- _SELECTED EXCERPT_:
-=-=-
The SAP Developer Network (SDN) was born out of a bold desire to serve the needs and address the pain points of our invaluable community of developers, technical experts, and integrators. To do this, we did quite a bit of research on what the community members wanted. Their basic requirements were:
- A platform for a collaborative community, not just another Web site with SAP-related content
- Technical information, not marketing hype, about the newest SAP technologies, SAP NetWeaver, and SAP xApps
- Tools and motivation for SAP experts (internal and external) to exchange knowledge and collaborate
- Easy access to tools and sample code from both SAP and community sources
- Online learning and training including video recordings, Webinars, and other multimedia assets
As we distilled this input into SDN's offering (sdn.sap.com), we found ourselves with a wonderful opportunity to "eat our own dog food"1 and build the SDN Web site using SAP NetWeaver platform technologies. Where else could we find a software platform that would give us the flexibility we needed and offer the right depth of features and functionality to our users? Plus, we figured this would be the best "demo" of the SAP NetWeaver platform's capabilities we would ever have!
How SAP NetWeaver Is at Work for the SDN Community
By using SAP Enterprise Portal (SAP EP) and other SAP NetWeaver products, we could provide all of the basic functionality for publishing, maintenance, search, discussion forums, and viewing of rich media. This was combined with easy-to-administer mechanisms for security, single sign-on, and integration with other SAP NetWeaver technologies. The existing portal functionality was supplemented by the SAP Viewpoint system for semantic navigation and personalization, and an externally hosted system for Web log publishing.
Not Just a Web Site,
It's a Portal
In thinking of SDN as a community, we had to develop a site with role-based authorizations, cross-browser support, content management capabilities, and simple online publishing capabilities. We also had to provide collaboration features, powerful search capabilities, simple and friendly user interface, and fast response times.
For us, SAP Enterprise Portal was the only way to go. The choice was easy — not only are we pretty familiar with our own products, but we were hard-pressed to find all of our functionality requirements in any of the other community platforms out there.
On top of SAP Enterprise Portal, we implemented SAP Knowledge Management to provide services for classifying and searching content, as well as SAP Content Management to provide a repository. Together, we now had robust content management capabilities for versioning, discussion groups, user feedback and review/rating of content, query-based taxonomies, assigning properties such as audience type and related subjects to content, and submission and approval of content.
Users will also find a simple yet powerful text and properties search, powered by the SAP Enterprise Portal Search Engine (TREX).
As you probably noticed, the SAP Developer Network does not look like the "out of the box" SAP EP (see Figure 1). When many users look at SDN, they can't believe that it is implemented in SAP EP 5.0 — the site looks nothing like the traditional pages that come with the product! This is because we use a new concept (introduced in SAP EP 6.0) called the "generic layout approach," which enables you to customize a different page layout for different roles. In the "About" section of SDN, you can download the code used to build these features for free.
|The SDN Interface
The SAP J2EE Engine of the SAP Web Application Server was used for the Java and JSP components.
Figure 2 shows the high-level hardware configuration. Two Web servers (Portal and Portal2) run the HTTP servers, the portal, content management, and the application server. Two database servers (Persistence1 and Persistence2) operate a high availability cluster for the Microsoft SQL Server database that runs the site. The LDAP1 server handles the directory and search services.
-=-=-
- _DATA PROVIDED_:
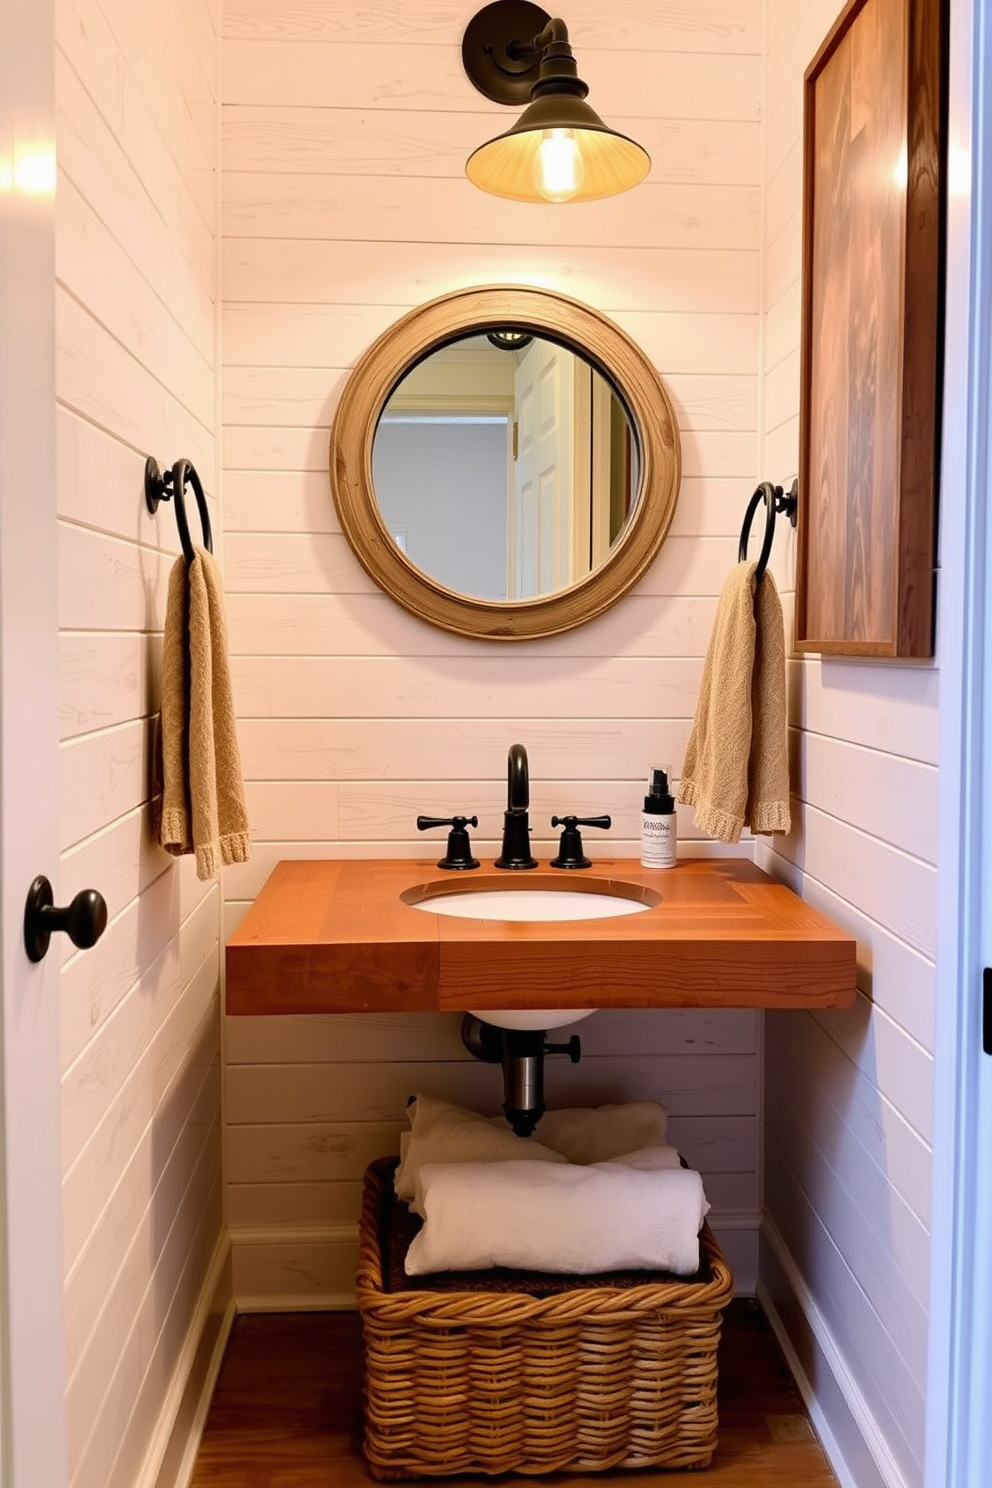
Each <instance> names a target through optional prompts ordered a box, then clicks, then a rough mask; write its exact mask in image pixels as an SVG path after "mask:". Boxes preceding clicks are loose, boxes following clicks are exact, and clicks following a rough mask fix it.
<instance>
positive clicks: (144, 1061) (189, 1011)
-=-=-
- _PARTS OF THE EXERCISE_:
a: According to the SAP Developer Network article, what powers the site's text and properties search?
b: Rewrite the SAP Developer Network article between "As you probably" and "and JSP components.", inclusive, replacing "generic layout approach" with "role-based layout approach".
c: Summarize the SAP Developer Network article in two sentences.

- _YOUR WRITTEN ANSWERS_:
a: The SAP Enterprise Portal Search Engine (TREX).

b:
As you probably noticed, the SAP Developer Network does not look like the "out of the box" SAP EP (see Figure 1). When many users look at SDN, they can't believe that it is implemented in SAP EP 5.0 — the site looks nothing like the traditional pages that come with the product! This is because we use a new concept (introduced in SAP EP 6.0) called the "role-based layout approach," which enables you to customize a different page layout for different roles. In the "About" section of SDN, you can download the code used to build these features for free.
|The SDN Interface
The SAP J2EE Engine of the SAP Web Application Server was used for the Java and JSP components.

c: The SAP Developer Network was created to meet its community's requirements, including a collaborative platform, technical information, tools, sample code, and online learning, and SAP built the site with its own SAP NetWeaver platform technologies. It runs on SAP Enterprise Portal, supplemented by SAP Knowledge Management, SAP Content Management, and TREX search, and it uses a generic layout approach so that it looks nothing like the traditional portal pages.